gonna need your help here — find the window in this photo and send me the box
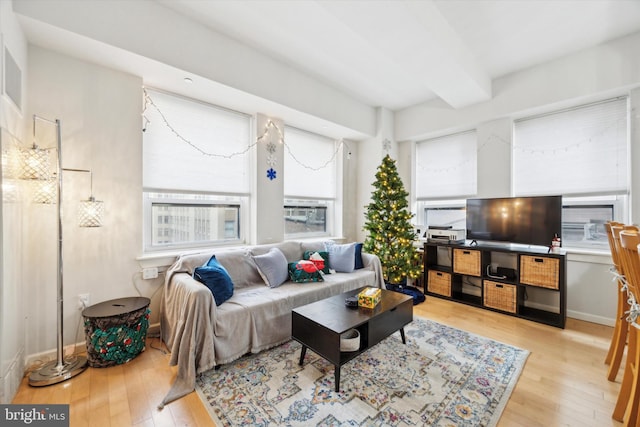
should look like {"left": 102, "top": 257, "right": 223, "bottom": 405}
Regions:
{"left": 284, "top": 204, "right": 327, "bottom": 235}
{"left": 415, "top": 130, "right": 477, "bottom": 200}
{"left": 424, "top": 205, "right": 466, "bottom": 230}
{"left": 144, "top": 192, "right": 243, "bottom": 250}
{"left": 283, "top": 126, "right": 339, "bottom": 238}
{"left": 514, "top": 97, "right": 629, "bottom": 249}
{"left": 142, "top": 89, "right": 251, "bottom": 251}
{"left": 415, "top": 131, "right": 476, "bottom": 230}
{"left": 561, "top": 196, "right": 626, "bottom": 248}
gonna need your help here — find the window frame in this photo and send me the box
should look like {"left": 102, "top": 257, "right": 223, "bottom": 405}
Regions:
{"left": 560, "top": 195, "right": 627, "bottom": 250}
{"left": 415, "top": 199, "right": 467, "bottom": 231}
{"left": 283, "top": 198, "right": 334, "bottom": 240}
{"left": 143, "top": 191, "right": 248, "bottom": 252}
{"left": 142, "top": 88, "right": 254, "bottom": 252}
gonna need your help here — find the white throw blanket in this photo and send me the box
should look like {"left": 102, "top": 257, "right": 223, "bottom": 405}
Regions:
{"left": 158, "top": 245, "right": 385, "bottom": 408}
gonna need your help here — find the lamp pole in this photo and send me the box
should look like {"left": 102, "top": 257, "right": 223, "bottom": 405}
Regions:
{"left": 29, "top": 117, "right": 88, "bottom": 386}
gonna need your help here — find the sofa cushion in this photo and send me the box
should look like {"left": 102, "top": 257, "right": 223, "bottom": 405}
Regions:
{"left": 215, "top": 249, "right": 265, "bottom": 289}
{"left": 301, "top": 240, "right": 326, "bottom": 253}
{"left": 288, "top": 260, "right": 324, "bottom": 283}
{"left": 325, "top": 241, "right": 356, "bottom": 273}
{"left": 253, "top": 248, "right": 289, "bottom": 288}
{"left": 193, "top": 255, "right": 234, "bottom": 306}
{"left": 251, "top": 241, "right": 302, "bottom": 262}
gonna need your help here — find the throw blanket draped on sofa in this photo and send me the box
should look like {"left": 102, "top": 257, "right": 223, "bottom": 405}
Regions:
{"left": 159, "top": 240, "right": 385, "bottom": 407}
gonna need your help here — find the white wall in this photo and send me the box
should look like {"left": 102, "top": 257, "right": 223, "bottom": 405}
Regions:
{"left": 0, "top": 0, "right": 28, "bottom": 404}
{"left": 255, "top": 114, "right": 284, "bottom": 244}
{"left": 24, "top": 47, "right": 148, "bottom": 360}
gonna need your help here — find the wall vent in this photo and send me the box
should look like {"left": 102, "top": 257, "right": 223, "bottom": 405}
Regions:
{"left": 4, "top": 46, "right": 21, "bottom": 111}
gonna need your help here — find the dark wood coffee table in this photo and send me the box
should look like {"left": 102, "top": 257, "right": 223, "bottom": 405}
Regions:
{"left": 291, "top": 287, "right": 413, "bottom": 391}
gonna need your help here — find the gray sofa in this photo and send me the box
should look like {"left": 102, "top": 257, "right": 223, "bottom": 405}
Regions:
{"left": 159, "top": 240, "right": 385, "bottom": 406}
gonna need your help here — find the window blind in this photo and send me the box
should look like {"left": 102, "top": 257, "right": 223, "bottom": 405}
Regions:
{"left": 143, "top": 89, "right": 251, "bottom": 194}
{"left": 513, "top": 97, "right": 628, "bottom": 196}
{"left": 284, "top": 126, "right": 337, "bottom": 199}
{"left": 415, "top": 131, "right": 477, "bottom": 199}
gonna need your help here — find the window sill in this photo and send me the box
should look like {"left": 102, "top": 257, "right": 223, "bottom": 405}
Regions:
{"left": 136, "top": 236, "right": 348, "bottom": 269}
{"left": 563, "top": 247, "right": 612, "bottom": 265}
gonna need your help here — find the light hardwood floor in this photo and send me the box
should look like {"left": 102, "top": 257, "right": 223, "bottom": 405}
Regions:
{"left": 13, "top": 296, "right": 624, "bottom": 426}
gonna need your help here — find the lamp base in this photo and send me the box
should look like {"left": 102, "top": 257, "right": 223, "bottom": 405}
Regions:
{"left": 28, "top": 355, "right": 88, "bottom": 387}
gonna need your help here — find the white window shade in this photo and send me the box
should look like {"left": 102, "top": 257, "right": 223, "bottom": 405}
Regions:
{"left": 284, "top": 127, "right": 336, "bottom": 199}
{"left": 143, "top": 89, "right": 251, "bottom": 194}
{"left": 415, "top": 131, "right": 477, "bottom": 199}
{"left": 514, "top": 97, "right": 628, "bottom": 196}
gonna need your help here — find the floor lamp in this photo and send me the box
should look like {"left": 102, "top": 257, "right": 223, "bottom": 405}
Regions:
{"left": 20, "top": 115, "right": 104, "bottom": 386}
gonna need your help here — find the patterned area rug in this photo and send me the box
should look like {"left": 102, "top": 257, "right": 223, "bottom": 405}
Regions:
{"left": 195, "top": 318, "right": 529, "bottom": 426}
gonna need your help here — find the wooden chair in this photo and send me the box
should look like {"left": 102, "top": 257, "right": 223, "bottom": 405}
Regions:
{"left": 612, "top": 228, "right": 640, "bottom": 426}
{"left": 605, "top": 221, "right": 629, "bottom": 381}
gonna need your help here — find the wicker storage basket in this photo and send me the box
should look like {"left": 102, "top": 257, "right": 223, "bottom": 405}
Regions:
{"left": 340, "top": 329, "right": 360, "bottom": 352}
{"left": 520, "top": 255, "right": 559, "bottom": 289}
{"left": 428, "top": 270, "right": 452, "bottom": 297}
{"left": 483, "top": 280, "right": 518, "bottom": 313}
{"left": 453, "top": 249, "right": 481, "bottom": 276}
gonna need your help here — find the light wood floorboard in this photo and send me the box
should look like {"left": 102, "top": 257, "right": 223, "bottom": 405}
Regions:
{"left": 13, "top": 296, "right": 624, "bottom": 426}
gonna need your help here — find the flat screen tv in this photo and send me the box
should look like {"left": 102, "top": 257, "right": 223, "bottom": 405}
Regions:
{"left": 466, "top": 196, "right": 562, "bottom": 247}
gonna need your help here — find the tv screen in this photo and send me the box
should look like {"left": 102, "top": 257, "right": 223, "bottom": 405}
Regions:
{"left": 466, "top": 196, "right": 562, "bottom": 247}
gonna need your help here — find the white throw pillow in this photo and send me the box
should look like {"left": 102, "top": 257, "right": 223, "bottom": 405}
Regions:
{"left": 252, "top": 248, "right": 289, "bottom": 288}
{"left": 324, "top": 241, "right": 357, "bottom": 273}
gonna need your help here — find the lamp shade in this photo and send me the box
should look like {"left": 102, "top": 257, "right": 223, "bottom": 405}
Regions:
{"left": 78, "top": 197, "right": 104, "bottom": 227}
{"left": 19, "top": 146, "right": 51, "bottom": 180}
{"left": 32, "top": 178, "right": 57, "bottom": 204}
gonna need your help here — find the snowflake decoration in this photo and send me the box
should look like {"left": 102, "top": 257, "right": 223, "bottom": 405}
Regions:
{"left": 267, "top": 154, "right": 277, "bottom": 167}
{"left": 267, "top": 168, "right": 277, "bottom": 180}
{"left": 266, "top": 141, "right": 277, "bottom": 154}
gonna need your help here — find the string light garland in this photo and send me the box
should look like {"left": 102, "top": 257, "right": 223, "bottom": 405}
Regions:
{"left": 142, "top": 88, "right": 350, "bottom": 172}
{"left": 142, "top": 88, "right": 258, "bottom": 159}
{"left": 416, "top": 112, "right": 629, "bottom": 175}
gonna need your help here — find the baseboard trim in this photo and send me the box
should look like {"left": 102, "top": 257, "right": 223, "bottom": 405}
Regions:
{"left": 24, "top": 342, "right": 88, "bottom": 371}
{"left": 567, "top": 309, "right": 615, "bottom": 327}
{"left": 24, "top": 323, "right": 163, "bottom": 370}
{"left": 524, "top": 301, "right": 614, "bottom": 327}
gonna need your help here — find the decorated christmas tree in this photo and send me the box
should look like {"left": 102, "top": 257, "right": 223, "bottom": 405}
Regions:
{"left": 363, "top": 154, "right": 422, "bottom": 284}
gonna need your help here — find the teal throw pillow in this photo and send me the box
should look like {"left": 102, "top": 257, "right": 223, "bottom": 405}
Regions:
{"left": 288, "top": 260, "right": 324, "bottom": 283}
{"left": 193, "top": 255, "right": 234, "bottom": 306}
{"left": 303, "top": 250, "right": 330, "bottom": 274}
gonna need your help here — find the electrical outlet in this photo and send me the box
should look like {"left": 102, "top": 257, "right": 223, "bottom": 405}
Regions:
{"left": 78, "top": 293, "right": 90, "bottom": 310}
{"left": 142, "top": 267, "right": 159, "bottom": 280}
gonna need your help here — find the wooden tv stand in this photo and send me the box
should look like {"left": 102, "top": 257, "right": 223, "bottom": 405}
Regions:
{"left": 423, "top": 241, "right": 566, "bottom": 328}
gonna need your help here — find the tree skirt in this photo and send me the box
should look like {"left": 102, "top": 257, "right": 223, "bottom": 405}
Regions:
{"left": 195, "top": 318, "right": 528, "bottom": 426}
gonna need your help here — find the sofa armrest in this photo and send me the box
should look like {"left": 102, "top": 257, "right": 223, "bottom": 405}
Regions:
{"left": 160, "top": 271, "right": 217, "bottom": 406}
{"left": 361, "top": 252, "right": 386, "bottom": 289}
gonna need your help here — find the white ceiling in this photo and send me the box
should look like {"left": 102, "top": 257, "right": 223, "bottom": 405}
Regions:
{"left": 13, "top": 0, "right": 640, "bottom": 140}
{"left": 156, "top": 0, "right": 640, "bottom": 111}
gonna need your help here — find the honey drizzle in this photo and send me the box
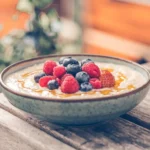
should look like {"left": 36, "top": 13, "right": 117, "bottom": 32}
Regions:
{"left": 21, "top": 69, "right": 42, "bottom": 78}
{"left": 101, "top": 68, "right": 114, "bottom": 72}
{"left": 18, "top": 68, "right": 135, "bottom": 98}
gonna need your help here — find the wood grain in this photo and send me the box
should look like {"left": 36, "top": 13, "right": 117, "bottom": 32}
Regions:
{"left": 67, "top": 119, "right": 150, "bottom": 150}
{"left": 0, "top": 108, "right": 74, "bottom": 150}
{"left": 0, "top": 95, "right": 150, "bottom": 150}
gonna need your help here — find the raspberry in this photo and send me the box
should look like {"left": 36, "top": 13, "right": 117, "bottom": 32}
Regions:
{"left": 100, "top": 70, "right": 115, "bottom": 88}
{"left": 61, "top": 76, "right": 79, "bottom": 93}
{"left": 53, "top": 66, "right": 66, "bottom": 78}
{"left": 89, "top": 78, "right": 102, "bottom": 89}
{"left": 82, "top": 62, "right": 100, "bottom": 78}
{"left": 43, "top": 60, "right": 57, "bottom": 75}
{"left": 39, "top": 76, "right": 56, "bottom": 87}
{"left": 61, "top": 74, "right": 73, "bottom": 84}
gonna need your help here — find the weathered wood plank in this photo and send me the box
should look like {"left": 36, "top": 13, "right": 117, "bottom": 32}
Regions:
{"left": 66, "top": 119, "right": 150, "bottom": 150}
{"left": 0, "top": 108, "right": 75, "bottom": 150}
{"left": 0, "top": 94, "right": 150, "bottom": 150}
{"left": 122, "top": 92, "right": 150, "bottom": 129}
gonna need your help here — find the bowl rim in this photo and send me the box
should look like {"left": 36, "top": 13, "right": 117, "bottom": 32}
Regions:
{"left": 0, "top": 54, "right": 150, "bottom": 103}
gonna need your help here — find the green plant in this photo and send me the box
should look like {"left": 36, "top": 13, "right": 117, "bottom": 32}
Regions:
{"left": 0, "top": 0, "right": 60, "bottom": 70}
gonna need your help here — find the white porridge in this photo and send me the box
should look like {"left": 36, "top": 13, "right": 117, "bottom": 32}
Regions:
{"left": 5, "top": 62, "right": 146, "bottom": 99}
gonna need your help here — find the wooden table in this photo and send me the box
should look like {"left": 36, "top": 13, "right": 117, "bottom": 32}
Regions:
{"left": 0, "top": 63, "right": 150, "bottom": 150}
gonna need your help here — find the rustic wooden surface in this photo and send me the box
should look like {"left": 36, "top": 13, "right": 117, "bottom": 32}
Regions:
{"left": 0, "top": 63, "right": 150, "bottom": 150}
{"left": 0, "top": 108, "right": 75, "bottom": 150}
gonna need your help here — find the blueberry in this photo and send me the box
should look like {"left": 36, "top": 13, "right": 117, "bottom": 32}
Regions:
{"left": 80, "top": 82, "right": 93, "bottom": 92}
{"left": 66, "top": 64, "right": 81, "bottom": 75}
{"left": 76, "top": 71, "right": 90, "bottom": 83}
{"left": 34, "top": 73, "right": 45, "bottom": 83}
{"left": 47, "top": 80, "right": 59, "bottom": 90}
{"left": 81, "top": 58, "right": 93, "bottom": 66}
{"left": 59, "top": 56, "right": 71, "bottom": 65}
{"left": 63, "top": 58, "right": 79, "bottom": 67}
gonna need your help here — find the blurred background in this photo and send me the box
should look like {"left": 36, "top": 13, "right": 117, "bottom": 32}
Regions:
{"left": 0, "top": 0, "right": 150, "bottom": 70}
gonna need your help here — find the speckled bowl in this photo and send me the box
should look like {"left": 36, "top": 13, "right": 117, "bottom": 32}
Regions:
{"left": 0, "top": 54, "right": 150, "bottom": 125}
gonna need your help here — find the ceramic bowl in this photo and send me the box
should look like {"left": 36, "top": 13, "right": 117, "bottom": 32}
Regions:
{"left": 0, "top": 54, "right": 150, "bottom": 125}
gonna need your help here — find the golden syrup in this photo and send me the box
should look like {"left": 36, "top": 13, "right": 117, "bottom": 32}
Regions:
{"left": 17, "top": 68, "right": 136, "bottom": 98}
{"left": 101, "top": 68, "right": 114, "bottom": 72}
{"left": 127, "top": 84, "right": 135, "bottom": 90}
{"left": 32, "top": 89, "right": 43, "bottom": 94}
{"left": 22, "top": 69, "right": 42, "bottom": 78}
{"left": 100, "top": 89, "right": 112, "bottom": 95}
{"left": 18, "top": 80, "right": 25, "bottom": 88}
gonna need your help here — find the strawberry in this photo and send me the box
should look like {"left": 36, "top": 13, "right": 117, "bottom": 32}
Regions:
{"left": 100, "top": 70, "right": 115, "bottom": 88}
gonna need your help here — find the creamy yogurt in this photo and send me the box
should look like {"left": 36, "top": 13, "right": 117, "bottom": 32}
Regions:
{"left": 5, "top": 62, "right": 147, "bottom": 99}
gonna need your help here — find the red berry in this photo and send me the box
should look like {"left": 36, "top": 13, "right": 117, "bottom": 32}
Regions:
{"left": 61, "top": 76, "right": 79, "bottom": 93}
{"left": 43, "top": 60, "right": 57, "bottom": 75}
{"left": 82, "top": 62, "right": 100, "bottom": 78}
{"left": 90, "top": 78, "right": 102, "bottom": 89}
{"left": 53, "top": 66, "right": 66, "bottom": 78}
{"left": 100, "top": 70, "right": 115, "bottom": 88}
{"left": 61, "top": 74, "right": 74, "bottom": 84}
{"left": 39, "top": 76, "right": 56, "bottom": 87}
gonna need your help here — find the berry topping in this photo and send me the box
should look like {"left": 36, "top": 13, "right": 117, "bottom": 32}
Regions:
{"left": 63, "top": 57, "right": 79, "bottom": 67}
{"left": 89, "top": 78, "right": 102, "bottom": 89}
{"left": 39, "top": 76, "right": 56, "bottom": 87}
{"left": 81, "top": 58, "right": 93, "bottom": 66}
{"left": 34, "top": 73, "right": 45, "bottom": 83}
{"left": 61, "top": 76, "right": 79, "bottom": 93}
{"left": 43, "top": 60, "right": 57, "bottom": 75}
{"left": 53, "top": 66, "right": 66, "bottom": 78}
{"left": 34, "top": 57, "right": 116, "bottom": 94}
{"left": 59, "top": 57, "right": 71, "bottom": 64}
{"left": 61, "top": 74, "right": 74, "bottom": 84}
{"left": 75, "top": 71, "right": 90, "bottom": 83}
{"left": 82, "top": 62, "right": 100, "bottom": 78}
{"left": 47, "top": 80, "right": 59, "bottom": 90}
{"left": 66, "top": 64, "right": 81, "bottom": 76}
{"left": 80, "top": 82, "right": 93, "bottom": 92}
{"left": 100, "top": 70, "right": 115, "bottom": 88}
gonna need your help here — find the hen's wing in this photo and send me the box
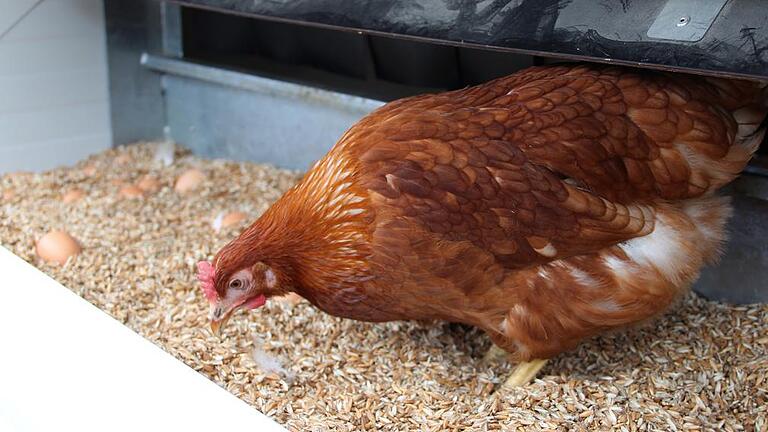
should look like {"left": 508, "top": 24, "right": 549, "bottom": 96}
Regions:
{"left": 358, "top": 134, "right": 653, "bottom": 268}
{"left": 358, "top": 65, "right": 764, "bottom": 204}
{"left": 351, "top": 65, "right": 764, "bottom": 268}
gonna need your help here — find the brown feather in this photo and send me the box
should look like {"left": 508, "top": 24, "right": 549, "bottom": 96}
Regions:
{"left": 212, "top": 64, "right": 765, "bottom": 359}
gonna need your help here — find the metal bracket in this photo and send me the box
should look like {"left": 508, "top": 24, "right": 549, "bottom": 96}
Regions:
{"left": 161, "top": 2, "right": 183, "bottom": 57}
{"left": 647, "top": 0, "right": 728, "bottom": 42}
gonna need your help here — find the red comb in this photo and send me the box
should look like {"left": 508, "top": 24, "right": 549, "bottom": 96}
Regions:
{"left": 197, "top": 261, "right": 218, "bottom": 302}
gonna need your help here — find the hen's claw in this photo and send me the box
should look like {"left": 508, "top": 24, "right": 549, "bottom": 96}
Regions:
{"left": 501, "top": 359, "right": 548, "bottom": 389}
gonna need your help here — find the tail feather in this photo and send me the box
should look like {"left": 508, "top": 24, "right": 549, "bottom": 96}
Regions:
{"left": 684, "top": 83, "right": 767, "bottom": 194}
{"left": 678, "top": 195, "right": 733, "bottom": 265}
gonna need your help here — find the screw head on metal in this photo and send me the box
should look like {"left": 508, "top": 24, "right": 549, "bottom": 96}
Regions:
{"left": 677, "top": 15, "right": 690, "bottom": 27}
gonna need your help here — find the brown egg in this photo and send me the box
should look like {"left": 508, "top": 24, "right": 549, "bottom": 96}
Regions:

**EXERCISE PROMPT:** Could you copy every line in the records that holds "light"?

**SOLVED EXERCISE:**
gonna need your help here — find the light hardwood floor in this photo and send me the box
gonna need your help here — find the light wood floorboard in this photo and send me the box
gonna need your help here — find the string light garland in this photo and send me the box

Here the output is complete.